Point annotation data
»»

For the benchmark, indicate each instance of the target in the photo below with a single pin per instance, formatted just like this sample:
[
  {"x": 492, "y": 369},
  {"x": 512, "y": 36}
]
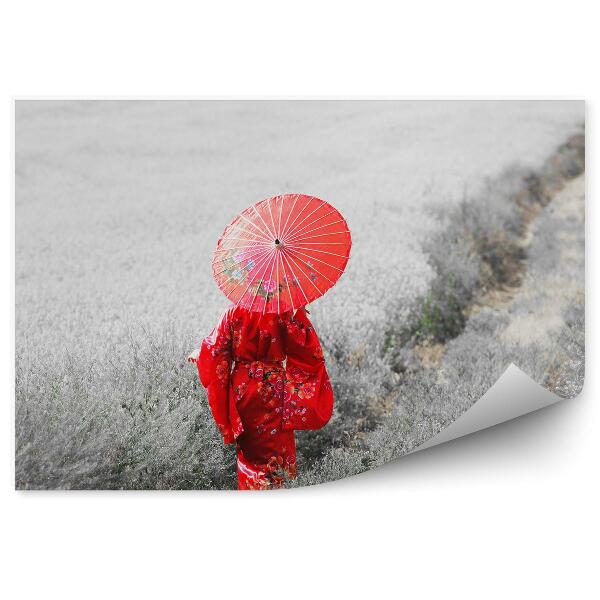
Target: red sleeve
[
  {"x": 308, "y": 399},
  {"x": 214, "y": 368}
]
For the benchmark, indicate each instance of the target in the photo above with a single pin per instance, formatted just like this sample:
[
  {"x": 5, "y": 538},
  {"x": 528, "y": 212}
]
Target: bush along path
[{"x": 508, "y": 287}]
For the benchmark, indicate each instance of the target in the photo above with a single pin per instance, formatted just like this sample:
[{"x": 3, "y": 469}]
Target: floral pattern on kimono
[{"x": 256, "y": 401}]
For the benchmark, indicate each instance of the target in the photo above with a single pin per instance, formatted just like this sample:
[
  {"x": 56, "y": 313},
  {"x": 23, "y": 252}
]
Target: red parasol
[{"x": 282, "y": 253}]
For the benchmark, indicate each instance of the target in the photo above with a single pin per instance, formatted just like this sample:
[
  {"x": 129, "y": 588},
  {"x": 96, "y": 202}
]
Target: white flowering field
[
  {"x": 118, "y": 208},
  {"x": 119, "y": 204}
]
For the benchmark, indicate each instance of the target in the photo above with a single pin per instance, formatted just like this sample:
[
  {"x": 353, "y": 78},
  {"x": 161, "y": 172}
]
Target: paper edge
[{"x": 513, "y": 395}]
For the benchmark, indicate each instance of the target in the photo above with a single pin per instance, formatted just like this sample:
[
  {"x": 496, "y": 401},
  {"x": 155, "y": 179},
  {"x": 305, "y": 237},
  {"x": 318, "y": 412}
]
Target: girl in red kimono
[{"x": 265, "y": 377}]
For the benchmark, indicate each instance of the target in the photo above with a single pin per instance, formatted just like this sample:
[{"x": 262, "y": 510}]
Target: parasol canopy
[{"x": 282, "y": 253}]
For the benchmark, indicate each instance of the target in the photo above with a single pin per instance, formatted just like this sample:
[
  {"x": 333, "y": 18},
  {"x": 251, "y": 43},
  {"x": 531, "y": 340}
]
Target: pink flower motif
[{"x": 269, "y": 285}]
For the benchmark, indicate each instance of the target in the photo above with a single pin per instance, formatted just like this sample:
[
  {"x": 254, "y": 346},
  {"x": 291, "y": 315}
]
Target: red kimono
[{"x": 265, "y": 377}]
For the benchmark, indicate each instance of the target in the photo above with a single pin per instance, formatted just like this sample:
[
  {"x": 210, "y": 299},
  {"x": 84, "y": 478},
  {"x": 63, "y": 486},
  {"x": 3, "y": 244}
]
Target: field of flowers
[{"x": 118, "y": 207}]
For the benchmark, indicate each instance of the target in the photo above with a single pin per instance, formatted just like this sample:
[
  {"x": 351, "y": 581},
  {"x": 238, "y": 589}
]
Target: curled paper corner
[{"x": 513, "y": 395}]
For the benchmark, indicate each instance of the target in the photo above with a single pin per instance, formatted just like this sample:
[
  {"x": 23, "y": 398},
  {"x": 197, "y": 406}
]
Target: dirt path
[{"x": 555, "y": 279}]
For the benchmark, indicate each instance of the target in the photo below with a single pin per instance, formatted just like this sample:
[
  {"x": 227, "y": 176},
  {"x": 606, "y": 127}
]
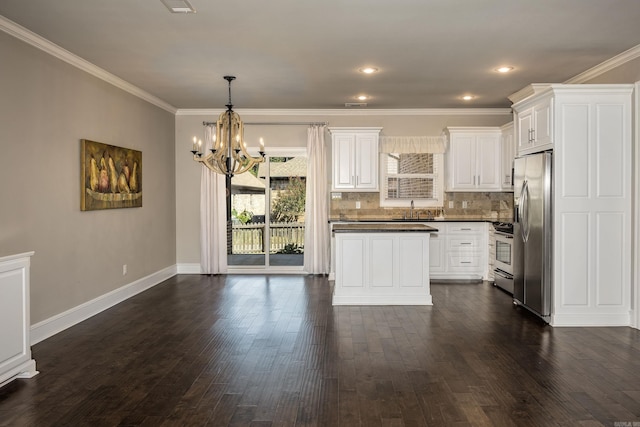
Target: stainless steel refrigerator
[{"x": 532, "y": 232}]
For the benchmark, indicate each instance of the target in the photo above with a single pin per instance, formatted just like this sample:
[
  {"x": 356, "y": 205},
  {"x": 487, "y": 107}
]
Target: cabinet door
[
  {"x": 507, "y": 151},
  {"x": 463, "y": 162},
  {"x": 343, "y": 162},
  {"x": 488, "y": 160},
  {"x": 542, "y": 123},
  {"x": 437, "y": 253},
  {"x": 525, "y": 127},
  {"x": 366, "y": 162}
]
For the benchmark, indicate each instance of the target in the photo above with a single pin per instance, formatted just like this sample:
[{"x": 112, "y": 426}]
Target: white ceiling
[{"x": 305, "y": 54}]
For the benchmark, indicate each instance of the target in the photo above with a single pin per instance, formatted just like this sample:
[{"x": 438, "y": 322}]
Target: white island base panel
[{"x": 382, "y": 268}]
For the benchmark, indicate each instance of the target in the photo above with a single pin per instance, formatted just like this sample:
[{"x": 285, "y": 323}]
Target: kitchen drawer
[
  {"x": 455, "y": 243},
  {"x": 462, "y": 262},
  {"x": 466, "y": 228}
]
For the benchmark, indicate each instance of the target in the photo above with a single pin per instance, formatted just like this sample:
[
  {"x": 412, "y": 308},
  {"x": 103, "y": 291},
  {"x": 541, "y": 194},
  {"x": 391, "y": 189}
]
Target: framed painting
[{"x": 111, "y": 176}]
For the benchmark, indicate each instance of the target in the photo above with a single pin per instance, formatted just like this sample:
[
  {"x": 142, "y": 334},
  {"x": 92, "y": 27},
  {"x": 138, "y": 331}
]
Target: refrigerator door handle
[
  {"x": 526, "y": 227},
  {"x": 520, "y": 209}
]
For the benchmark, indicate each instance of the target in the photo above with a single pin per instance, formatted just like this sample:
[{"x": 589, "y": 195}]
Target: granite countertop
[
  {"x": 416, "y": 221},
  {"x": 399, "y": 226}
]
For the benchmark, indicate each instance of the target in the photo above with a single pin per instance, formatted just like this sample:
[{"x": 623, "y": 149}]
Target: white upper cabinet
[
  {"x": 534, "y": 126},
  {"x": 355, "y": 159},
  {"x": 508, "y": 153},
  {"x": 474, "y": 159}
]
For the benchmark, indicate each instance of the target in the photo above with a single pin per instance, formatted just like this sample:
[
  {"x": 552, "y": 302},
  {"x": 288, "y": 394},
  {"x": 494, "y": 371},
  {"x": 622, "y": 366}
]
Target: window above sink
[{"x": 407, "y": 177}]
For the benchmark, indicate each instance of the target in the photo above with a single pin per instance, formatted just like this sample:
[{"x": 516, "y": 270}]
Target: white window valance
[{"x": 413, "y": 144}]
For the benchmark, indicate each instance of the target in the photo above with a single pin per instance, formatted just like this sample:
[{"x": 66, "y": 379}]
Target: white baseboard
[
  {"x": 418, "y": 299},
  {"x": 191, "y": 268},
  {"x": 58, "y": 323},
  {"x": 592, "y": 319},
  {"x": 25, "y": 370}
]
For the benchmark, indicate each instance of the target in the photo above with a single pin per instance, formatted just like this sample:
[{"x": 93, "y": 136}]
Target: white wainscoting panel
[{"x": 15, "y": 344}]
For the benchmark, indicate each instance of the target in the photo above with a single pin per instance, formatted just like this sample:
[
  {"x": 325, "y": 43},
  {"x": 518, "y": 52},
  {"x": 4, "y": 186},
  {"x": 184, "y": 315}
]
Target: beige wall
[
  {"x": 188, "y": 174},
  {"x": 47, "y": 106}
]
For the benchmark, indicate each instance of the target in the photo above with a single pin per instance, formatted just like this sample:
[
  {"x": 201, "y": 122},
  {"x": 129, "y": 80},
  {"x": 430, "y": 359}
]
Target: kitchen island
[{"x": 382, "y": 263}]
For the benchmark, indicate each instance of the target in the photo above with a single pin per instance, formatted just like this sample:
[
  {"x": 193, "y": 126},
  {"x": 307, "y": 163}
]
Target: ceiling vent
[{"x": 179, "y": 6}]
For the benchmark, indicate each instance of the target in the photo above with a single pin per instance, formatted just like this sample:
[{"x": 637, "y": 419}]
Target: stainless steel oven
[{"x": 503, "y": 262}]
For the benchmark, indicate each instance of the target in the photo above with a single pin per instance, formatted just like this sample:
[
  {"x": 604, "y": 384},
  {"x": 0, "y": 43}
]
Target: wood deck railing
[{"x": 249, "y": 238}]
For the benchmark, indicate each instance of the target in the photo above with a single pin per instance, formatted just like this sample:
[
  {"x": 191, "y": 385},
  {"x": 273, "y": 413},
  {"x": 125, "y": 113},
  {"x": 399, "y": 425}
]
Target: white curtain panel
[
  {"x": 413, "y": 144},
  {"x": 213, "y": 216},
  {"x": 316, "y": 229}
]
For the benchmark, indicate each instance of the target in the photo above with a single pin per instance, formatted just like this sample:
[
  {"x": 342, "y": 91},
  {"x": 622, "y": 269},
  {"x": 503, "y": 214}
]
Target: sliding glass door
[{"x": 267, "y": 214}]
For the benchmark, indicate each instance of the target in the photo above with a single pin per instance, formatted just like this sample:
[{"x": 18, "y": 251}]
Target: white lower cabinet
[
  {"x": 460, "y": 251},
  {"x": 382, "y": 269}
]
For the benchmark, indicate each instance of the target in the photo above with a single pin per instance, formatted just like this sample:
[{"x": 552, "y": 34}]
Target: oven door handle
[{"x": 503, "y": 274}]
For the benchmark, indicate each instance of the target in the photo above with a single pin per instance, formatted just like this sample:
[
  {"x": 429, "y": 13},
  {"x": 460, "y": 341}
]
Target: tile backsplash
[{"x": 479, "y": 205}]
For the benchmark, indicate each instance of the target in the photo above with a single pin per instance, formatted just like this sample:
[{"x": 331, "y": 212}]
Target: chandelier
[{"x": 229, "y": 155}]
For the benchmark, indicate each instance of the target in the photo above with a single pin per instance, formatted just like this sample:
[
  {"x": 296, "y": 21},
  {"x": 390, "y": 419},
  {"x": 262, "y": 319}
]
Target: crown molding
[
  {"x": 350, "y": 112},
  {"x": 56, "y": 51},
  {"x": 608, "y": 65}
]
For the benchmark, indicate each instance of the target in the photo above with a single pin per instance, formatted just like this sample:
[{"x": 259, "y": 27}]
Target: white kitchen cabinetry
[
  {"x": 388, "y": 268},
  {"x": 355, "y": 158},
  {"x": 460, "y": 250},
  {"x": 590, "y": 130},
  {"x": 437, "y": 251},
  {"x": 534, "y": 125},
  {"x": 15, "y": 342},
  {"x": 474, "y": 159},
  {"x": 508, "y": 154}
]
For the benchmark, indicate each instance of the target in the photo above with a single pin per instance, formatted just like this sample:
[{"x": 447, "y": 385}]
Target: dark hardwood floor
[{"x": 272, "y": 351}]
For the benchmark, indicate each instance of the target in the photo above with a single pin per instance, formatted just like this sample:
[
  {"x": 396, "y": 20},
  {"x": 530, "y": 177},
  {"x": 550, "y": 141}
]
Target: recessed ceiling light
[
  {"x": 179, "y": 6},
  {"x": 504, "y": 69},
  {"x": 368, "y": 70}
]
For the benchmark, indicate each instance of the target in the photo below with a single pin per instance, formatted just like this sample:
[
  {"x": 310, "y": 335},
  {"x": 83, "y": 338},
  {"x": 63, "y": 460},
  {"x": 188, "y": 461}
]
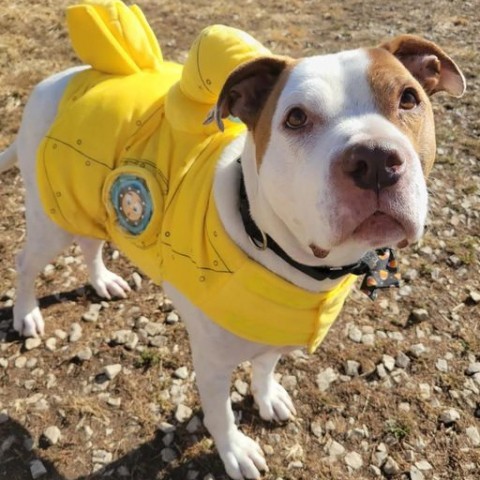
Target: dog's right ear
[{"x": 247, "y": 89}]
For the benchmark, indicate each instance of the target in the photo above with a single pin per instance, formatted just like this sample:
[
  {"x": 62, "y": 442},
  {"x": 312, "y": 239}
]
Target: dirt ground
[{"x": 117, "y": 429}]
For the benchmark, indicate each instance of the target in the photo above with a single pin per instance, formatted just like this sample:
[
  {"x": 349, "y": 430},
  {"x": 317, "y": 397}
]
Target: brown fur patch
[
  {"x": 388, "y": 78},
  {"x": 263, "y": 128}
]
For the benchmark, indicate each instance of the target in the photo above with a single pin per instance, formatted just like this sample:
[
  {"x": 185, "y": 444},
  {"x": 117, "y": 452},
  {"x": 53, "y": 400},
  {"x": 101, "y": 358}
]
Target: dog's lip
[{"x": 385, "y": 223}]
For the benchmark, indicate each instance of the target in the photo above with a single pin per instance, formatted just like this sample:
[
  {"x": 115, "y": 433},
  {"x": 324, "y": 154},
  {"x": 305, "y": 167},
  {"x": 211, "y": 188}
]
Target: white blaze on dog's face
[{"x": 343, "y": 144}]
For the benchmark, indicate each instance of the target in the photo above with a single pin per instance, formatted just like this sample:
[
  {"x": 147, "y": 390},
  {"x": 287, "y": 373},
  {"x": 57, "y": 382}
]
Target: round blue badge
[{"x": 132, "y": 203}]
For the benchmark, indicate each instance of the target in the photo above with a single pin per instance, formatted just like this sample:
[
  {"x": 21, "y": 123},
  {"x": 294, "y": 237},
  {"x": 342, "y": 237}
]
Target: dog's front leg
[
  {"x": 274, "y": 403},
  {"x": 106, "y": 283},
  {"x": 242, "y": 456}
]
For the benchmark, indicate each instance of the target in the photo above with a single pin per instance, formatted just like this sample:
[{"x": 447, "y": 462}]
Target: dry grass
[{"x": 33, "y": 45}]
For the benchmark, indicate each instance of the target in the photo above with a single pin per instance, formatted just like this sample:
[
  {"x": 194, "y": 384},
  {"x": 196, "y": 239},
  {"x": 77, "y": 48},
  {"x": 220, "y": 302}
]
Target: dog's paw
[
  {"x": 108, "y": 284},
  {"x": 274, "y": 403},
  {"x": 242, "y": 457},
  {"x": 30, "y": 324}
]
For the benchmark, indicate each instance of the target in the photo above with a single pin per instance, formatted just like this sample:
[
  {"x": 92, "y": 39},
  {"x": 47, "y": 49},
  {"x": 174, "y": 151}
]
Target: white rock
[
  {"x": 380, "y": 455},
  {"x": 88, "y": 432},
  {"x": 75, "y": 332},
  {"x": 474, "y": 436},
  {"x": 417, "y": 350},
  {"x": 368, "y": 339},
  {"x": 381, "y": 371},
  {"x": 326, "y": 378},
  {"x": 473, "y": 368},
  {"x": 153, "y": 329},
  {"x": 241, "y": 386},
  {"x": 474, "y": 296},
  {"x": 352, "y": 368},
  {"x": 92, "y": 314},
  {"x": 51, "y": 344},
  {"x": 316, "y": 428},
  {"x": 449, "y": 416},
  {"x": 31, "y": 343},
  {"x": 52, "y": 435},
  {"x": 137, "y": 280},
  {"x": 37, "y": 469},
  {"x": 61, "y": 334},
  {"x": 425, "y": 390},
  {"x": 389, "y": 362},
  {"x": 111, "y": 371},
  {"x": 172, "y": 317},
  {"x": 20, "y": 362},
  {"x": 194, "y": 424},
  {"x": 183, "y": 413},
  {"x": 354, "y": 460},
  {"x": 441, "y": 365},
  {"x": 181, "y": 373}
]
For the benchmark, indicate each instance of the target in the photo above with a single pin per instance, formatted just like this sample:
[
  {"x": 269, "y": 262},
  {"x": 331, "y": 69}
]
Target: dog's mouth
[{"x": 381, "y": 229}]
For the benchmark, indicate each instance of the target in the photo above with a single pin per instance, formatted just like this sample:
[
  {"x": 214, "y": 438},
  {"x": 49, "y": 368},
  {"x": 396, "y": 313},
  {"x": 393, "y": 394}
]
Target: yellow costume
[{"x": 128, "y": 159}]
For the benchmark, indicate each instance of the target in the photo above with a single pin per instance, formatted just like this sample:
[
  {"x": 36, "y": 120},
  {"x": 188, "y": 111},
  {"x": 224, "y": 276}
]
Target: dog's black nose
[{"x": 372, "y": 167}]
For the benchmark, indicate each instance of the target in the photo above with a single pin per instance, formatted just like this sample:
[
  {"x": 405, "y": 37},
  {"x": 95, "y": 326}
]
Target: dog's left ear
[
  {"x": 246, "y": 90},
  {"x": 428, "y": 63}
]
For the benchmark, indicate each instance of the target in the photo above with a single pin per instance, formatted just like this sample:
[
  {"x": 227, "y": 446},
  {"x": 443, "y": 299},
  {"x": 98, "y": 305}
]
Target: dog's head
[{"x": 341, "y": 144}]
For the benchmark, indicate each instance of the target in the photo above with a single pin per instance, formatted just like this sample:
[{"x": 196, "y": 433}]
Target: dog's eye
[
  {"x": 409, "y": 99},
  {"x": 296, "y": 118}
]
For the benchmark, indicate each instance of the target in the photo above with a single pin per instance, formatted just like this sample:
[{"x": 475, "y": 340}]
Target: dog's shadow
[{"x": 142, "y": 463}]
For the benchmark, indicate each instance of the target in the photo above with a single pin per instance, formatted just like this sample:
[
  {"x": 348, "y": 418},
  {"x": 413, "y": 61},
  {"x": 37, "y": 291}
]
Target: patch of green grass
[{"x": 147, "y": 359}]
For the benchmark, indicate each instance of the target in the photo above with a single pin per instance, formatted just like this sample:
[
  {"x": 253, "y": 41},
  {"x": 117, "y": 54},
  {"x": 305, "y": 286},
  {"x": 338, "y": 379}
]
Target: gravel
[
  {"x": 52, "y": 435},
  {"x": 183, "y": 413},
  {"x": 403, "y": 370},
  {"x": 111, "y": 371}
]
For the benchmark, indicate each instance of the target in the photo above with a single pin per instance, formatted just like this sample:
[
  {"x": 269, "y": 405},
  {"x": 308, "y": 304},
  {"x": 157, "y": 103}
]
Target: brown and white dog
[{"x": 334, "y": 161}]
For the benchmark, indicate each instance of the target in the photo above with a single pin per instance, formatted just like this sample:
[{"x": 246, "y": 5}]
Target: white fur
[{"x": 292, "y": 199}]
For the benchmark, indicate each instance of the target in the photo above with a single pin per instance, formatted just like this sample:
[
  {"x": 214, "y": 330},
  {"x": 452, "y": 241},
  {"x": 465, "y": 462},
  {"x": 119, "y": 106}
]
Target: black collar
[{"x": 370, "y": 264}]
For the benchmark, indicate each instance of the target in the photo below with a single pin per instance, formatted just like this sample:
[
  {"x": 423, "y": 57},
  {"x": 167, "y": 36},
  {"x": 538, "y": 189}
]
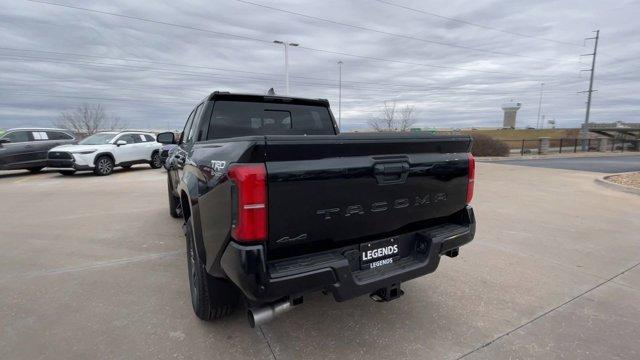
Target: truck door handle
[{"x": 391, "y": 173}]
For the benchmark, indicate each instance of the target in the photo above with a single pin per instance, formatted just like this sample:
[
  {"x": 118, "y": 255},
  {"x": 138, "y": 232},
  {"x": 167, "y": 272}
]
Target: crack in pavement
[
  {"x": 94, "y": 266},
  {"x": 268, "y": 343},
  {"x": 548, "y": 311}
]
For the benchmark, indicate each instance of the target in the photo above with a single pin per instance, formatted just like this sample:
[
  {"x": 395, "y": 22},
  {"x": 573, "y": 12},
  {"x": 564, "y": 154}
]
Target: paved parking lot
[
  {"x": 603, "y": 164},
  {"x": 94, "y": 267}
]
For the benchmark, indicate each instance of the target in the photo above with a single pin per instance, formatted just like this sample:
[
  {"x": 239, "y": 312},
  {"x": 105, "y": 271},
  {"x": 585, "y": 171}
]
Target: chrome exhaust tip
[{"x": 262, "y": 315}]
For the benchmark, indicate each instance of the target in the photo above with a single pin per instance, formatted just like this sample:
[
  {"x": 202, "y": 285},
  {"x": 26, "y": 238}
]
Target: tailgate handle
[{"x": 391, "y": 173}]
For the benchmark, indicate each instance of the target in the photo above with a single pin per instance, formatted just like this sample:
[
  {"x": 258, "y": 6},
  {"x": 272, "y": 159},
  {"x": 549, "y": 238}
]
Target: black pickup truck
[{"x": 278, "y": 204}]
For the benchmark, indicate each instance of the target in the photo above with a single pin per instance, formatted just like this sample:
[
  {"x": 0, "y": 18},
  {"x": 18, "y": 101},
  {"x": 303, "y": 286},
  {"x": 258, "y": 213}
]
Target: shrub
[{"x": 484, "y": 145}]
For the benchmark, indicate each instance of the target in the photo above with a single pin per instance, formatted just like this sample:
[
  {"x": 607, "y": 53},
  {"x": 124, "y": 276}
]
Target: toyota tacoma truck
[{"x": 278, "y": 204}]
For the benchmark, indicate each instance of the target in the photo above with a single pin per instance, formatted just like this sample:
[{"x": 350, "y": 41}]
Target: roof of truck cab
[
  {"x": 223, "y": 95},
  {"x": 37, "y": 129}
]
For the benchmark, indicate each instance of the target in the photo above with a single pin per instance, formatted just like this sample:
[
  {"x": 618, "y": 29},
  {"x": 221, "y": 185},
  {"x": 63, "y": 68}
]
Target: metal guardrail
[{"x": 570, "y": 145}]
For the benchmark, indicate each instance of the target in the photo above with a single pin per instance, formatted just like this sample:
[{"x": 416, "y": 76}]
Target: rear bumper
[
  {"x": 338, "y": 271},
  {"x": 67, "y": 164}
]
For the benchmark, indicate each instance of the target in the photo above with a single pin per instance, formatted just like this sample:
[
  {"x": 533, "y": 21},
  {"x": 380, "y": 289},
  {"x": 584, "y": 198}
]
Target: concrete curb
[
  {"x": 553, "y": 156},
  {"x": 611, "y": 185}
]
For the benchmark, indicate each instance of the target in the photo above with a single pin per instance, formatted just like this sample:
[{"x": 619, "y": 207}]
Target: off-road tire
[
  {"x": 103, "y": 166},
  {"x": 211, "y": 298}
]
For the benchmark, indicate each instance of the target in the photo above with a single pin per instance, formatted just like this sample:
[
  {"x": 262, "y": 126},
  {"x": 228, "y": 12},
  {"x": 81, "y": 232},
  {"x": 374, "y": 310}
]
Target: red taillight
[
  {"x": 250, "y": 216},
  {"x": 472, "y": 177}
]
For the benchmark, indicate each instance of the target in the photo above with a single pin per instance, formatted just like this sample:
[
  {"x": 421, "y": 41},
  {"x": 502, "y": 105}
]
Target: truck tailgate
[{"x": 329, "y": 191}]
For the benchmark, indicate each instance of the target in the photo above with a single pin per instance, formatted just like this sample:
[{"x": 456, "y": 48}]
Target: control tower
[{"x": 510, "y": 110}]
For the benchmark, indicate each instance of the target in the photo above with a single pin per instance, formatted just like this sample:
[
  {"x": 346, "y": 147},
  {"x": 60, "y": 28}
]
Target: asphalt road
[
  {"x": 94, "y": 267},
  {"x": 603, "y": 164}
]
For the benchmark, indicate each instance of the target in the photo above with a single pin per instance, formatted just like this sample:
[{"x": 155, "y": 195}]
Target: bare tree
[
  {"x": 89, "y": 119},
  {"x": 390, "y": 119},
  {"x": 387, "y": 119},
  {"x": 407, "y": 117}
]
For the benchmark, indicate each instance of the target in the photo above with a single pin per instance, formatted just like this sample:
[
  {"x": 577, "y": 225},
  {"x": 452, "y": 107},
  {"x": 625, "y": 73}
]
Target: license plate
[{"x": 379, "y": 253}]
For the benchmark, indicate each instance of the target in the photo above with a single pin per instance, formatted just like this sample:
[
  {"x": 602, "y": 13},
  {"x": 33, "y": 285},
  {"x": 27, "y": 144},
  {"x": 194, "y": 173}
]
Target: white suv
[{"x": 102, "y": 152}]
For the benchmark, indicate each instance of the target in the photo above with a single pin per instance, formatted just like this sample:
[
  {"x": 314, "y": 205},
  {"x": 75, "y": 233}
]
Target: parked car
[
  {"x": 276, "y": 204},
  {"x": 26, "y": 148},
  {"x": 104, "y": 151}
]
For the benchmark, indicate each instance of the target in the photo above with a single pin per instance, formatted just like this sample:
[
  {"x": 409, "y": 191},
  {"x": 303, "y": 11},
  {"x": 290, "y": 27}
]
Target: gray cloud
[{"x": 151, "y": 74}]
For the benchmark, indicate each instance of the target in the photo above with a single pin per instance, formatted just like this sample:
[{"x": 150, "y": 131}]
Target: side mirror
[{"x": 166, "y": 138}]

««

_PROBLEM TO WORK ON_. From the data above, pull out every line that contains the string "paper", and treat the match as case-sensitive.

_TASK OUTPUT_.
Target: paper edge
Target: curled paper corner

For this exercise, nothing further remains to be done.